### WORKING DATA
------------------------------------
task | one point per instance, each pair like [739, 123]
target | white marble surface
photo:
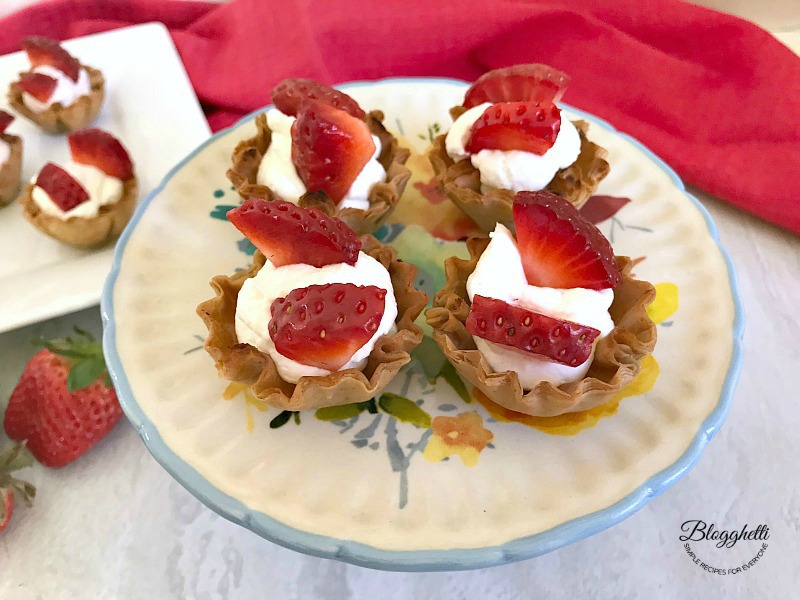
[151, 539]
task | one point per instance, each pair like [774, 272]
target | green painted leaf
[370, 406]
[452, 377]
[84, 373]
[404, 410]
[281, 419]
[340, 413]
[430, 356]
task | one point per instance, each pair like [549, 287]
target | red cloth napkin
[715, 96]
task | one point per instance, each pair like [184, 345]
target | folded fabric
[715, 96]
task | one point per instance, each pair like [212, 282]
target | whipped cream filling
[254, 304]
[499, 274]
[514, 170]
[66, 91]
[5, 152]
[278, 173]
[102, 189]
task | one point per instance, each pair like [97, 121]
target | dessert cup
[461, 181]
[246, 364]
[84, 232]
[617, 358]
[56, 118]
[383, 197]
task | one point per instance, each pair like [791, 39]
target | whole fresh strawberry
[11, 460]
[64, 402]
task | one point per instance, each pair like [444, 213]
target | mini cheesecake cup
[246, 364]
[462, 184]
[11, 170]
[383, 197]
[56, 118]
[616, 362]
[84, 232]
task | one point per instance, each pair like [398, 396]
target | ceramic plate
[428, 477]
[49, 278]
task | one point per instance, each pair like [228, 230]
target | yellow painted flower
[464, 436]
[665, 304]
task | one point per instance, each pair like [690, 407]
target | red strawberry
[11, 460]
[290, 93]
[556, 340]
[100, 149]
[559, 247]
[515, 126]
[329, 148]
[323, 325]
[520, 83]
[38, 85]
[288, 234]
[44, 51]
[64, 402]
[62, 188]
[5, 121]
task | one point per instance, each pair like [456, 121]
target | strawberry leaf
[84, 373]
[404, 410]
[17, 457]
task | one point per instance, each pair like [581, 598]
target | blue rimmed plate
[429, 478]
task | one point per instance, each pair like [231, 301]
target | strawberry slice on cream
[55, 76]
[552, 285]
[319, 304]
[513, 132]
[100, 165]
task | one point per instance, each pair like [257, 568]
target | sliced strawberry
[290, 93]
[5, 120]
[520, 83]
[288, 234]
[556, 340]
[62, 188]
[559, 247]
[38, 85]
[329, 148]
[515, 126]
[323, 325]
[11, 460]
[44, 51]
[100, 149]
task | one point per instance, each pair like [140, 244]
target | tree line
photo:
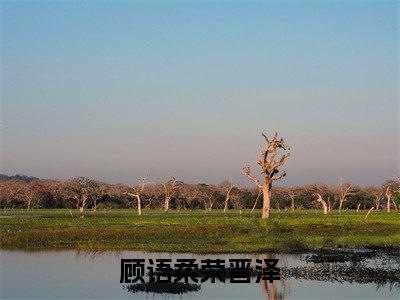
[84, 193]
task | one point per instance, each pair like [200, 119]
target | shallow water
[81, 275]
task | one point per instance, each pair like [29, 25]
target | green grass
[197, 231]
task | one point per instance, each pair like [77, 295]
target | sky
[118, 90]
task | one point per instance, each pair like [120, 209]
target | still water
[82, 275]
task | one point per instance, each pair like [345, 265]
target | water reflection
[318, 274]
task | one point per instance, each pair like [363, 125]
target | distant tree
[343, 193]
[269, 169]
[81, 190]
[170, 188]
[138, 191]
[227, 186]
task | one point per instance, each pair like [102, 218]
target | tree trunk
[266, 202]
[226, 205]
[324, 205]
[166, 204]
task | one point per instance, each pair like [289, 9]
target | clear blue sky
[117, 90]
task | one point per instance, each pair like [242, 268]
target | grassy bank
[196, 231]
------------------------------------
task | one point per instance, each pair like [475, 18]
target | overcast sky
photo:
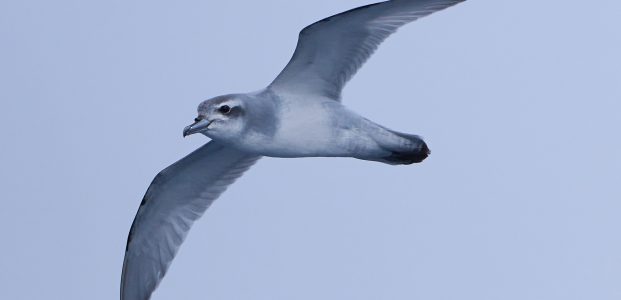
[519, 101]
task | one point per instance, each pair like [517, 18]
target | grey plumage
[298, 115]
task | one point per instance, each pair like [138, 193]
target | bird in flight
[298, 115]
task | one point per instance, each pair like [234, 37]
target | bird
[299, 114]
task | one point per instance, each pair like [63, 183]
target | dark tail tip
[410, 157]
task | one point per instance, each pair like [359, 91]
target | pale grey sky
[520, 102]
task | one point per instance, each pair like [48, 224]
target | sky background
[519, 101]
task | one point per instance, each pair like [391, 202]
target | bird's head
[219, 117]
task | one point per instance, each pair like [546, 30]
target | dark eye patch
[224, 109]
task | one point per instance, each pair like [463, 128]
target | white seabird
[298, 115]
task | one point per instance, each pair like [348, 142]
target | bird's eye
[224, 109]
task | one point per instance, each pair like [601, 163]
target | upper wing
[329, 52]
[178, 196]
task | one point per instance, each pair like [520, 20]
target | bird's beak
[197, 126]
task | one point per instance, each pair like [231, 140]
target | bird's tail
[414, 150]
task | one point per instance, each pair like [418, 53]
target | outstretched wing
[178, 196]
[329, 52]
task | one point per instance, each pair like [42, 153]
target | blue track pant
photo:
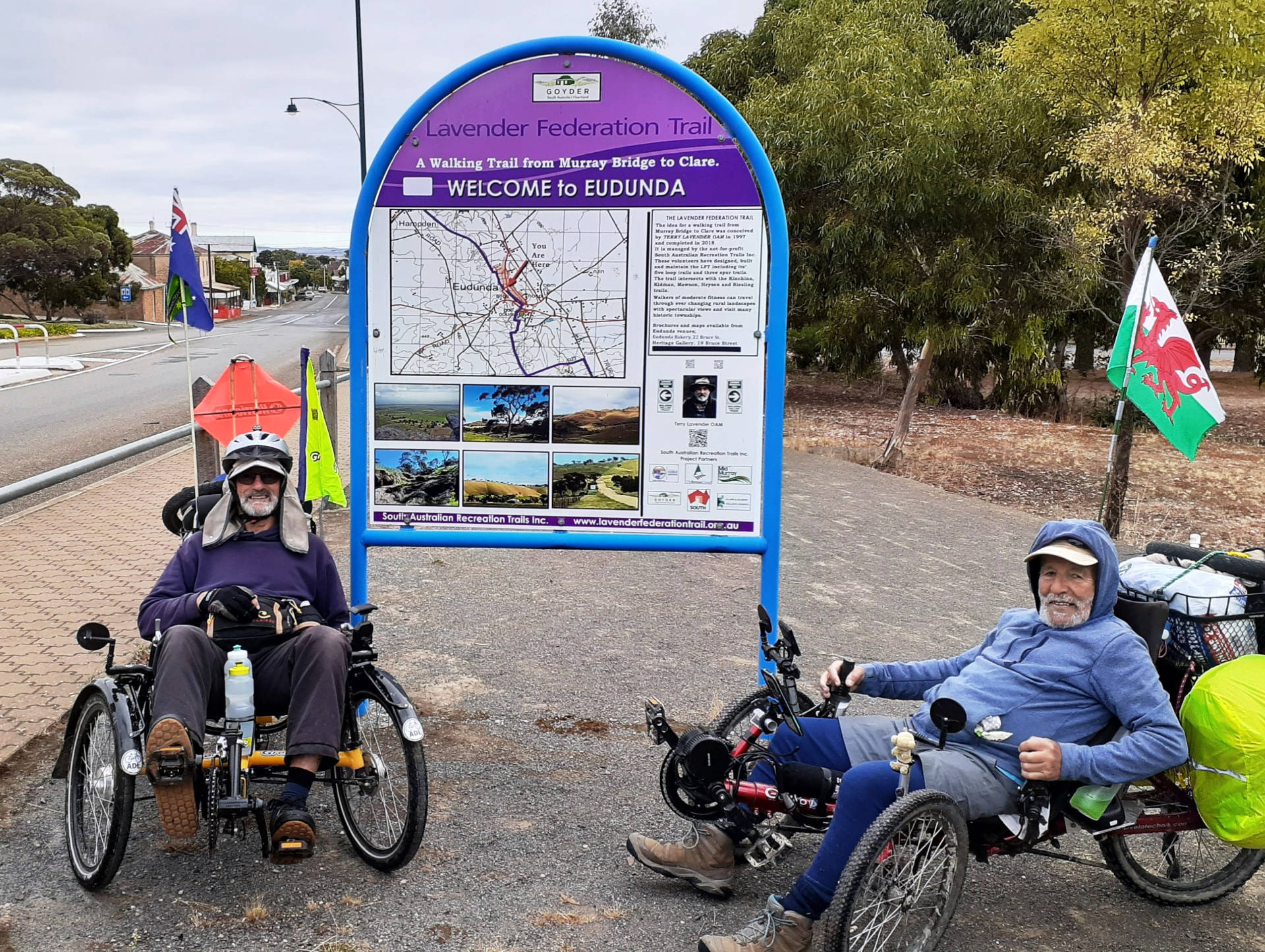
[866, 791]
------------------------------------
### WHAT TO WORK ON
Report each line of the material above that contains the string "wing", matching case exactly.

### ANSWER TO THIS TASK
target | upper wing
target | outstretched wing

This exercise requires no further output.